## À faire:
[A] Reproduisez fidèlement le passage de l'extrait qui va de « Après 15 mois » jusqu'à « crimes de guerre. » inclus.
[B] Combien de lignes des enregistrements contiennent le mot « wooden », en tenant compte de la casse ? Répondez uniquement par ce nombre.

## Extrait:
Le soutien sans réserve de l’Allemagne au génocide sioniste a accéléré sa transformation de démocratie néolibérale déjà vidée de sa substance en société autoritaire.

Après 15 mois de crimes inhumains contre les Palestiniens, l’élite politique allemande est plus désireuse que jamais d’étouffer toute critique de cet odieux massacre.
Tout est mis en œuvre pour que le génocide sioniste ne soit pas décrit comme tel, et tout soutien en solidarité avec les victimes de l’un des pires crimes contre l’humanité de l’histoire moderne est criminalisé.
Avec l’adoption de la résolution de novembre 2024 ‘Plus jamais, c’est maintenant : Protéger, défendre et renforcer la vie des Juifs en Allemagne’, le Bundestag a donné la possibilité au gouvernement d’intervenir dans la vie sociale avant tout pour diffamer et punir en tant qu’antisémite quiconque – juif et non-juif – élève la voix contre le régime colonial d’apartheid et ses crimes de guerre.
Maintenant pourtant, le Bundestag s’attaque aux aspects centraux de la démocratie au service d’Israël.
L’attaque de l’État contre les universités et la recherche
Mercredi, quelques jours seulement avant les élections au Bundestag, le parlement a voté dans la précipitation une autre résolution intitulée ‘Antisémitisme et hostilité envers Israël dans les écoles et les universités’ sans presque que le public s’en aperçoive.
Cette résolution n’est rien d’autre qu’une attaque de grave envergure de l’État contre l’autonomie des universités et la liberté de la recherche et de l’enseignement.
A cause des expériences terribles dues à la politique culturelle et éducative centralisée des Nationaux Socialistes, la plupart des constitutions étatiques dans la République Fédérale d’Allemagne d’aujourd’hui accordent aux universités le droit à l’autogestion dans le cadre de la loi, tandis que la liberté de la recherche et de l’enseignement dans les universités et les universités de sciences appliquées est garantie dans l’article 5 (3) de la Loi Fondamentale et protège les professeurs et les universitaires contre l’ingérence de l’État dans leurs recherches et le contenu de leur enseignement.

## Données fournies:
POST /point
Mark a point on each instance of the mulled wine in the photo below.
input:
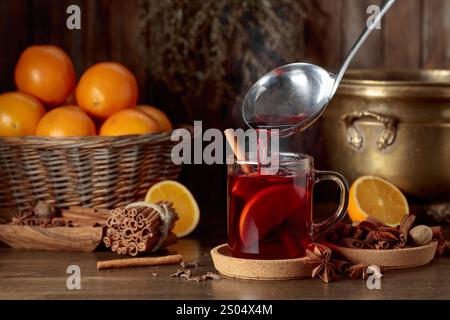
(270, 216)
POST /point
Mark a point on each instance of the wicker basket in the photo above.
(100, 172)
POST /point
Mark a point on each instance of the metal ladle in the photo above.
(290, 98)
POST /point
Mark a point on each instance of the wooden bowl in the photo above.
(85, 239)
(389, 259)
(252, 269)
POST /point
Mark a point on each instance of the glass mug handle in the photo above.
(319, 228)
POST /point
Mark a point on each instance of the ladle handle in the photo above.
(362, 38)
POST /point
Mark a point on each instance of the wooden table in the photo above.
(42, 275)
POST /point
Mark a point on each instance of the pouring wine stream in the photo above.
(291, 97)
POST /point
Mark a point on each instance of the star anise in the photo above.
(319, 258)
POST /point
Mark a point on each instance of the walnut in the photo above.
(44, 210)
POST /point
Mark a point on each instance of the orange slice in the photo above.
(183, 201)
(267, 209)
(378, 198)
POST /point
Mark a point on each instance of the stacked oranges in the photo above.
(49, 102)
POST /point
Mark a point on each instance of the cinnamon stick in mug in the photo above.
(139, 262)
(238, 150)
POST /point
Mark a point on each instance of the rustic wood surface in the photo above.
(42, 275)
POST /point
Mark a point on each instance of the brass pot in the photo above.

## Réponses dans l'ordre:
[A]
Après 15 mois de crimes inhumains contre les Palestiniens, l’élite politique allemande est plus désireuse que jamais d’étouffer toute critique de cet odieux massacre.
Tout est mis en œuvre pour que le génocide sioniste ne soit pas décrit comme tel, et tout soutien en solidarité avec les victimes de l’un des pires crimes contre l’humanité de l’histoire moderne est criminalisé.
Avec l’adoption de la résolution de novembre 2024 ‘Plus jamais, c’est maintenant : Protéger, défendre et renforcer la vie des Juifs en Allemagne’, le Bundestag a donné la possibilité au gouvernement d’intervenir dans la vie sociale avant tout pour diffamer et punir en tant qu’antisémite quiconque – juif et non-juif – élève la voix contre le régime colonial d’apartheid et ses crimes de guerre.

[B] 2